Your objective: Render the lines from the one containing "traffic light in" through the one containing "[195,123,212,152]" as a two-column CSV with headers text and boxes. Give one row per line beginning "Above is": that line in one quoted field, and the coordinate lines below it in the other, with line breaks turned into spaces.

Records for processing:
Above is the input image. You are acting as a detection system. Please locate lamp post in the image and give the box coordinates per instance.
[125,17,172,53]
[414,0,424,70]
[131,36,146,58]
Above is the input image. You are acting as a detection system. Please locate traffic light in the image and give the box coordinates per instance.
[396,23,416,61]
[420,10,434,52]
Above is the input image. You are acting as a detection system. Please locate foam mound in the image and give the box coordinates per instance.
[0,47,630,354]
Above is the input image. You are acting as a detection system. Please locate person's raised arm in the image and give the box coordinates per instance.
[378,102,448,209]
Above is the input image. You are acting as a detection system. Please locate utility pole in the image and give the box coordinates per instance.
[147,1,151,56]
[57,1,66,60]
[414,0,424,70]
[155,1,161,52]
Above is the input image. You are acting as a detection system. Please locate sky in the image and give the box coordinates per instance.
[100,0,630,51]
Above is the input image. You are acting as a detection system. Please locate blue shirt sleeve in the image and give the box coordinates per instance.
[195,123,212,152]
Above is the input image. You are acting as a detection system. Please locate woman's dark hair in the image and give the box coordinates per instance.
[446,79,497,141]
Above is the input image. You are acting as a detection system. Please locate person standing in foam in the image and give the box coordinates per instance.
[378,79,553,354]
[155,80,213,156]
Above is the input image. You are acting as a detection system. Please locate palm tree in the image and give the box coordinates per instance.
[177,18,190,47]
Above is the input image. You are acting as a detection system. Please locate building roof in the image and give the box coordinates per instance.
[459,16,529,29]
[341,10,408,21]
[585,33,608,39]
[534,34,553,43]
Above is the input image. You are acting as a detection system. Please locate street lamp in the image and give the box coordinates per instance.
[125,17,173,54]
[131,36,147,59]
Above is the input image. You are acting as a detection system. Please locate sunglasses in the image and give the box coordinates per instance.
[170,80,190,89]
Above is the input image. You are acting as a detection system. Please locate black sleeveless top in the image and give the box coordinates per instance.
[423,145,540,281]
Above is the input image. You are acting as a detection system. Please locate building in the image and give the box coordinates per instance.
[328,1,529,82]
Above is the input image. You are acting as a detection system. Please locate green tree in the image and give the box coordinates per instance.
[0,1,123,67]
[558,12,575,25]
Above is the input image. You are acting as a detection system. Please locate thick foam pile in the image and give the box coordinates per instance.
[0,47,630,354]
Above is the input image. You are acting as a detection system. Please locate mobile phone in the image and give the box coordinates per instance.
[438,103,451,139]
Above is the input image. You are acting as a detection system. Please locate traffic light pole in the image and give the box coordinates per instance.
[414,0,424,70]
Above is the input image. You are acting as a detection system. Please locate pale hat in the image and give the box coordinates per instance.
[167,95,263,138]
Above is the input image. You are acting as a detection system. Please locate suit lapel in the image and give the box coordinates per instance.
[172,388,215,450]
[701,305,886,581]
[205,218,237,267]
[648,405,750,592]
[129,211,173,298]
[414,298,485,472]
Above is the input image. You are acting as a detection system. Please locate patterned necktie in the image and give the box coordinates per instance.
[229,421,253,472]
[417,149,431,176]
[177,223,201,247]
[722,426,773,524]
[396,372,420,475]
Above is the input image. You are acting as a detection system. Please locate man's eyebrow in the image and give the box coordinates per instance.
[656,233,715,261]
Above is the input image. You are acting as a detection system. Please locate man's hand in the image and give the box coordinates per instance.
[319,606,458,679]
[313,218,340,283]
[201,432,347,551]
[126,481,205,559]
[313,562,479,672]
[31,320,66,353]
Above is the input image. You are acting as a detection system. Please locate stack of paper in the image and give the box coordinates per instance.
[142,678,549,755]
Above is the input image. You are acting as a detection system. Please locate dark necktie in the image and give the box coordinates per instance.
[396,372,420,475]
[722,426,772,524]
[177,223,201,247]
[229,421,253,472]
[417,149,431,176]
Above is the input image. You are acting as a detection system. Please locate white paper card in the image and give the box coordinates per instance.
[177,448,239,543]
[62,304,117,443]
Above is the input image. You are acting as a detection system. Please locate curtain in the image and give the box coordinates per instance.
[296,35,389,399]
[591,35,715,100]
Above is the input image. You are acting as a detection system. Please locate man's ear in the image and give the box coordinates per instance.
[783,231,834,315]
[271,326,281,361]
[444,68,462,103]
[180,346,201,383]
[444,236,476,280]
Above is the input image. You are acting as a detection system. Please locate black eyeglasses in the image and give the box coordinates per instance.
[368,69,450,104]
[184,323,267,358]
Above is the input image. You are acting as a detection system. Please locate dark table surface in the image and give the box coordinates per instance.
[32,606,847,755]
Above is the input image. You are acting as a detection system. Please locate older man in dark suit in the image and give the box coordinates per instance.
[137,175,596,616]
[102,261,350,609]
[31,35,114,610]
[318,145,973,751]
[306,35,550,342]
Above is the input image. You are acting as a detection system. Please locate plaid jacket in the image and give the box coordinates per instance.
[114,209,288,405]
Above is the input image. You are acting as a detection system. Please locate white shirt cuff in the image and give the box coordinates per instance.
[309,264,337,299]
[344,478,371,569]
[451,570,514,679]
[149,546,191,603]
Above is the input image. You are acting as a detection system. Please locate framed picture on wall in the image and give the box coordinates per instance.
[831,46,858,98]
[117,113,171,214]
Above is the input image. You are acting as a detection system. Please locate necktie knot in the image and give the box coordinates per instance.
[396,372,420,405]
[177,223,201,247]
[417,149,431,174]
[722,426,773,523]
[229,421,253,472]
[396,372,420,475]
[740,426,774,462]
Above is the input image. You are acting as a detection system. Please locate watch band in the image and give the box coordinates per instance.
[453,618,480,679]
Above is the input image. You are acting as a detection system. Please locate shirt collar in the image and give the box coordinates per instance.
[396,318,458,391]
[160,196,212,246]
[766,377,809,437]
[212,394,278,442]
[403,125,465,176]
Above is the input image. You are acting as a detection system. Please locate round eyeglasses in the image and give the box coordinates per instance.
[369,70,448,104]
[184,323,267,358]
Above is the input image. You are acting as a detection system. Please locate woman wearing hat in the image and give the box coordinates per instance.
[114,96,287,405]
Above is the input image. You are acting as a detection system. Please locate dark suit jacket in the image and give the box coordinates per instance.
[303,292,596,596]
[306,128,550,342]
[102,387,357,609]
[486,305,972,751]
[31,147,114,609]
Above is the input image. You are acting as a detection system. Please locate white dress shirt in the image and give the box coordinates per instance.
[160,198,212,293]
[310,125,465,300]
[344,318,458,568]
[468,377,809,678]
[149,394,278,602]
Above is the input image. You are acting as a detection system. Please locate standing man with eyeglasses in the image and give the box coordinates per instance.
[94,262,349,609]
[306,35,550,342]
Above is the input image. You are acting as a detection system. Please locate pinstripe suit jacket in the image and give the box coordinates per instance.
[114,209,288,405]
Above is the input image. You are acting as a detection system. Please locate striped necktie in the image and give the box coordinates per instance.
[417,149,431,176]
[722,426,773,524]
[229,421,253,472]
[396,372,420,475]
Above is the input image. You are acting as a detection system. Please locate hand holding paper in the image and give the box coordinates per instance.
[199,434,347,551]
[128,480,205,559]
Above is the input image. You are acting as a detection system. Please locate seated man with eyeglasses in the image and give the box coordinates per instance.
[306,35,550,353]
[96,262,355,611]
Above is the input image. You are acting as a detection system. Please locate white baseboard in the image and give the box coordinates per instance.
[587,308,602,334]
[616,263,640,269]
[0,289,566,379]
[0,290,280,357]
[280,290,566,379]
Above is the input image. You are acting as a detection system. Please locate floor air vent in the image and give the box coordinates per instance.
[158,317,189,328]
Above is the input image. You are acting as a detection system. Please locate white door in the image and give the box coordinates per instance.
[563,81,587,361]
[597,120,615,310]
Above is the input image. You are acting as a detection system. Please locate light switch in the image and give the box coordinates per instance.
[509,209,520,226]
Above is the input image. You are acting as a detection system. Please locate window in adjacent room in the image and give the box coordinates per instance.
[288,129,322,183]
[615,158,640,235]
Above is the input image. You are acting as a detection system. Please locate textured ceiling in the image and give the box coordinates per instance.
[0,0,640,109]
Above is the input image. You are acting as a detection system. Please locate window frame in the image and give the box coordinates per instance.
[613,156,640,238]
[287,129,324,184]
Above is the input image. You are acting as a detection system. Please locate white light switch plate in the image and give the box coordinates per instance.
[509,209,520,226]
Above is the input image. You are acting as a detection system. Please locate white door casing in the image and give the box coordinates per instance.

Answer to this exercise:
text,boxes
"Above is the input image. You are acting as a detection system. Please locate traffic light in the image and give the box coordinates per instance.","[396,23,416,61] [420,10,434,52]"
"Above is the input image. You are acting as a detection system. Please locate foam mound in the image and give the box coordinates per instance.","[0,47,630,354]"
"Above is the input image. You are acting as a detection system. Please locate person's raised arm in the image and give the box coordinates per instance.","[378,102,448,209]"
"Above is the input image. You are acting as a detection system. Please locate utility pole in the image and give the box coordinates per instance.","[147,1,151,56] [57,1,66,60] [414,0,424,70] [155,1,161,52]"
"Above is the input image. You are acting as a detection system. Please locate sky in the image and give the box coordinates per instance.","[100,0,630,51]"
"Above is the input image. You are acting as a detection system. Please locate blue shirt sleeve in the image and give the box coordinates per instance.","[195,123,212,152]"